• [Blok Teks]
┌──

Selepas kejuaraan itu, ketika rutinitas latihan kembali dimulai, saya merasakan sesuatu yang berbeda. Ada rasa hangat yang tumbuh, seperti ada keluarga baru yang menjalani perjalanan yang sama dengan saya. Pada suatu malam, Pak Eko mengajak saya bergabung ke dalam Komunitas Kopi Hitam. Di sanalah saya dipertemukan dengan sosok yang kelak menjadi figur penting dalam perjalanan saya menunggu: Pak Hendry.

Pak Hendry adalah ketua Komunitas Kopi Hitam. Perawakannya tegas, namun tutur katanya hangat. Wibawanya terasa, namun hatinya lembut. Walaupun beliau seorang birokrat dengan jabatan strategis di kementerian, beliau tidak pernah membawa kesombongan sedikit pun. Justru sebaliknya, beliau membawa tawa. Setiap malam, beliau memulai obrolan dengan candaan, lalu menutupnya dengan nasihat yang lembut namun menancap dalam. Saya bisa merasakan bahwa komunitas ini tidak terbentuk begitu saja. Ia tumbuh dari hati yang bersentuhan melalui waktu menunggu yang panjang.

└──

• [Informasi yang Disediakan]
┌──

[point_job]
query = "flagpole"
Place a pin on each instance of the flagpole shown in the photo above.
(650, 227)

└──

• [Bagian Latihan]
1. Menurut teks tentang Komunitas Kopi Hitam, siapa ketua komunitas tersebut?
2. Kembalikan bagian teks tentang Komunitas Kopi Hitam dari "Pak Hendry adalah" sampai "menunggu yang panjang." tanpa mengubah satu kata pun.
3. Teruskan teks tentang Komunitas Kopi Hitam setelah kalimat terakhirnya.
Materi tersebut tidak diperlukan untuk mengerjakan tugas apa pun.

• [Jawaban Tiap Tugas]
1. Ketua Komunitas Kopi Hitam adalah Pak Hendry.

2.
Pak Hendry adalah ketua Komunitas Kopi Hitam. Perawakannya tegas, namun tutur katanya hangat. Wibawanya terasa, namun hatinya lembut. Walaupun beliau seorang birokrat dengan jabatan strategis di kementerian, beliau tidak pernah membawa kesombongan sedikit pun. Justru sebaliknya, beliau membawa tawa. Setiap malam, beliau memulai obrolan dengan candaan, lalu menutupnya dengan nasihat yang lembut namun menancap dalam. Saya bisa merasakan bahwa komunitas ini tidak terbentuk begitu saja. Ia tumbuh dari hati yang bersentuhan melalui waktu menunggu yang panjang.

3.
Komunitas Kopi Hitam berawal dari empat orang ayah: Pak Hendry, Pak Lindu, Pak Imam, dan ayah dari Bian. Mereka duduk, menunggu, bercerita, dan dari situlah ikatan terbentuk. Dari empat orang itu, komunitas ini berkembang menjadi keluarga besar yang hangat, penuh tawa, penuh cerita, namun juga penuh kepedulian. Setiap orang datang dari profesi berbeda, namun semua menyatukan hati pada satu titik yang sama: cinta pada anak-anak mereka.

Di antara mereka, saya menemukan sosok-sosok hebat. Ada yang ahli olahraga, ahli elektronika, ahli transportasi, ahli investasi, ahli keamanan, ahli arsitektur, pedagang yang menjunjung keberkahan, birokrat, pensiunan, hingga orang tua biasa yang hanya ingin anaknya bertumbuh dalam disiplin. Tetapi di balik semua itu, yang paling terasa adalah kehangatan mereka. Setiap malam, tiga hingga empat jam terasa seperti percakapan lima belas menit. Waktu seperti mengecil ketika diisi dengan tawa, diskusi, cerita hidup, dan nasihat yang keluar dari hati.

Pada saat-saat seperti itulah saya sadar, bahwa menunggu bukan sekadar tentang waktu yang berlalu. Ia tentang hati yang bertemu. Tentang cinta yang tumbuh dalam diam. Tentang ayah-ayah yang sibuk menahan kantuk, duduk di bangku keras, rela tidak pulang, hanya untuk menyaksikan anaknya mengejar mimpi. Ada sesuatu yang begitu mulia dari cara seorang ayah mencintai anaknya: diam, namun nyata; sederhana, namun dalam; tidak bersuara, namun terasa sampai ke tulang.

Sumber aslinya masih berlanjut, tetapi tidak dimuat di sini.